Critiquing the Oscars — the good picks and those names left off the list

By Eleanor Ringel Cater

I’m not sure I can write about the Oscars yet again. Well, I can’t do it without admitting to my hypocrisy.

I think the Oscars are junk.  I stopped watching them for 10 years, then was forced by my job (film critic at the Atlanta newspaper) to watch them for about 30 years.

They could be interesting. They could be unintentionally hilarious.  And sometimes I really, truly cared a lot about the results. Mostly because a favorite performer or director finally got some recognition they probably deserved long before they actually won.

Of course, there are exceptions. Listing them would bore you to tears. Just for example: I was very happy when the Coen brothers and Frances McDormand got some long overdue kudos when they won for “Fargo.”

However, Peter O’Toole never won. Richard Burton never won. Orson Welles never won. Charlie Chaplin never won. And only one woman has won for directing (I think the ones who have been nominated can be counted on one hand). Ditto black directors.

That said, social awareness, fair play and the like have no place in movie awards. Nor should they. It’s the flicks, not eradicating world hunger.

The Golden Globes are pretty junky, too, but at least they’ve become more fun to watch.  Name the last time you enjoyed an Oscar show? I think my pick goes back to Billy Crystal, Round One…and that’s a long time ago.

I didn’t have a movie I was head-over-heels in love with this year.  I usually do; “True Grit” (the Coen version) or “Hugo.”

But 2013? I liked “Gravity.” Liked “Blue Jasmine.” Liked “Enough Said.” Liked “Saving Mr. Banks.” Liked “The Great Beauty” (came pretty close to loving it). Came close to loving “All is Lost,” too.

Here are my reactions to the recent nominations in the six main categories. The Good, The Bad and…well, as I’ve said, a lot of it is pretty ugly.

• [TASK INSTRUCTIONS]
A. Reproduce the Oscars column from "I didn’t have" to "is pretty ugly." word for word.
B. Which people does the Oscars column say never won an Oscar?
C. Sum up the Oscars column in two sentences.
The material after the Oscars column isn't needed for anything here.

Bounding box annotation records
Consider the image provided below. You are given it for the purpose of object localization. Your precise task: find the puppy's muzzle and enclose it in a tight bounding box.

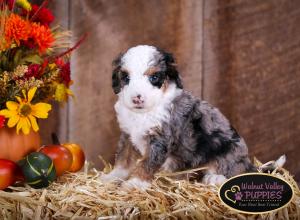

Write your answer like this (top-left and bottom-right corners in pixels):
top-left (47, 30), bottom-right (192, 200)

top-left (132, 95), bottom-right (144, 107)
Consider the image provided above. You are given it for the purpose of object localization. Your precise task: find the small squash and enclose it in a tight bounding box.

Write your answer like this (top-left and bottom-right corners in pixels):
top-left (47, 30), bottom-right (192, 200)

• [SOLUTIONS IN ORDER]
A.
I didn’t have a movie I was head-over-heels in love with this year.  I usually do; “True Grit” (the Coen version) or “Hugo.”

But 2013? I liked “Gravity.” Liked “Blue Jasmine.” Liked “Enough Said.” Liked “Saving Mr. Banks.” Liked “The Great Beauty” (came pretty close to loving it). Came close to loving “All is Lost,” too.

Here are my reactions to the recent nominations in the six main categories. The Good, The Bad and…well, as I’ve said, a lot of it is pretty ugly.

B. Peter O'Toole, Richard Burton, Orson Welles, Charlie Chaplin

C. The writer watched the Oscars for about 30 years as a film critic at the Atlanta newspaper and thinks they are junk, yet sometimes cared about the results, as when the Coen brothers and Frances McDormand won for "Fargo." The column notes that Peter O'Toole, Orson Welles and others never won, says no 2013 film won the writer's heart, and offers reactions to the nominations in the six main categories.